▶ **Brief**
Copy out the entries verbatim, beginning at the line that contains "Localize bright highlight" and continuing through the line that contains "[751, 946, 886, 1024]", with both of those lines included.

▶ **Record set**
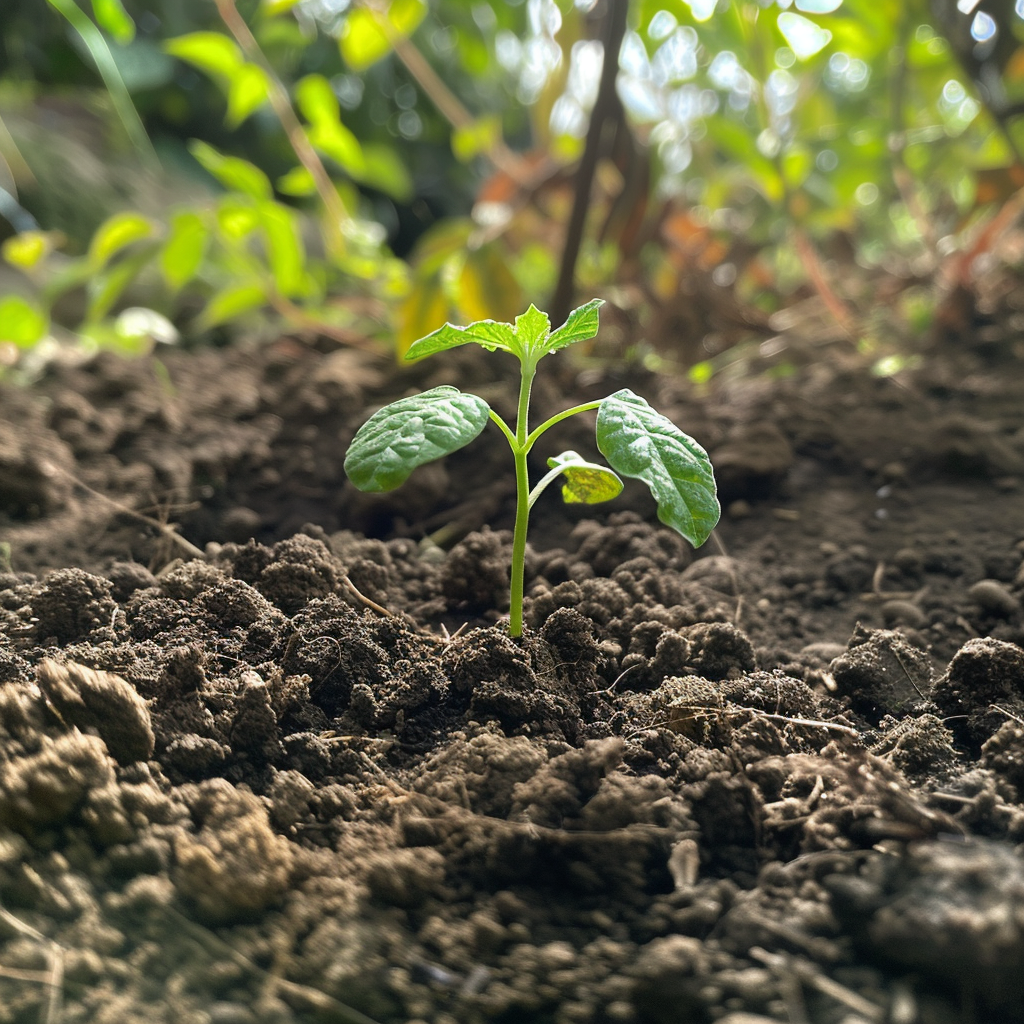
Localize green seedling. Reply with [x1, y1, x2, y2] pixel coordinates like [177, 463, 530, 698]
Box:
[345, 299, 721, 637]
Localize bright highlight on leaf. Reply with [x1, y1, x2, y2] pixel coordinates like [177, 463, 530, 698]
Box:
[778, 10, 831, 60]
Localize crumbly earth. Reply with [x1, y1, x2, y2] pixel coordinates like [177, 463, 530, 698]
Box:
[0, 331, 1024, 1024]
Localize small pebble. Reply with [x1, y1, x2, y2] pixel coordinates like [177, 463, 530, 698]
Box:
[882, 600, 928, 630]
[967, 580, 1021, 618]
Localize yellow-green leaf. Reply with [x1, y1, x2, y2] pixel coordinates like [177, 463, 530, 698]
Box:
[188, 138, 273, 200]
[0, 231, 57, 270]
[0, 295, 50, 348]
[455, 242, 523, 321]
[199, 284, 266, 329]
[452, 115, 502, 164]
[338, 0, 427, 72]
[224, 63, 270, 128]
[544, 452, 623, 505]
[92, 0, 135, 46]
[295, 75, 367, 178]
[278, 167, 316, 196]
[259, 0, 299, 17]
[164, 32, 245, 79]
[217, 196, 259, 243]
[89, 211, 155, 272]
[259, 203, 306, 296]
[85, 248, 152, 321]
[394, 276, 450, 359]
[160, 210, 210, 292]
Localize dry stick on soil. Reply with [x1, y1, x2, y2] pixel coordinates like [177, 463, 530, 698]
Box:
[166, 908, 377, 1024]
[0, 906, 63, 1024]
[51, 464, 206, 558]
[751, 946, 886, 1024]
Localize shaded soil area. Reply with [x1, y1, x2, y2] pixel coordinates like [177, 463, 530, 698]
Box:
[0, 333, 1024, 1024]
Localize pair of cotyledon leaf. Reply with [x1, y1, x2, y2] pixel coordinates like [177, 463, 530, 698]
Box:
[345, 300, 720, 547]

▶ **Response to the exercise**
Localize bright highlight on leaf. Reply with [x1, y1, x2, y2] pixel coordinates like [177, 463, 530, 698]
Box:
[778, 10, 831, 60]
Localize crumbly earth. Reply with [x1, y1, x2, y2] pixel coordinates like [177, 463, 530, 698]
Box:
[0, 331, 1024, 1024]
Localize small pebble. Reply with [x1, y1, x2, y2] pixel coordinates like [177, 463, 530, 698]
Box:
[882, 600, 928, 630]
[967, 580, 1021, 618]
Localize yellow-green leaf. Reply with [x1, y1, x2, y2] pixel coordinates like [177, 463, 530, 698]
Box:
[188, 138, 273, 200]
[0, 231, 57, 270]
[0, 295, 50, 348]
[455, 242, 523, 321]
[199, 284, 266, 329]
[452, 115, 502, 164]
[338, 0, 427, 72]
[224, 63, 270, 128]
[544, 452, 623, 505]
[92, 0, 135, 46]
[295, 75, 367, 178]
[278, 167, 316, 196]
[259, 0, 299, 17]
[164, 32, 245, 79]
[217, 196, 259, 243]
[89, 211, 155, 272]
[259, 203, 306, 296]
[85, 248, 152, 321]
[394, 276, 450, 359]
[160, 210, 210, 292]
Localize dry stick on soil. Reply with [x1, y1, x2, y2] pixel coordinates like [177, 463, 530, 698]
Box:
[166, 908, 377, 1024]
[0, 906, 63, 1024]
[51, 464, 206, 558]
[751, 946, 886, 1024]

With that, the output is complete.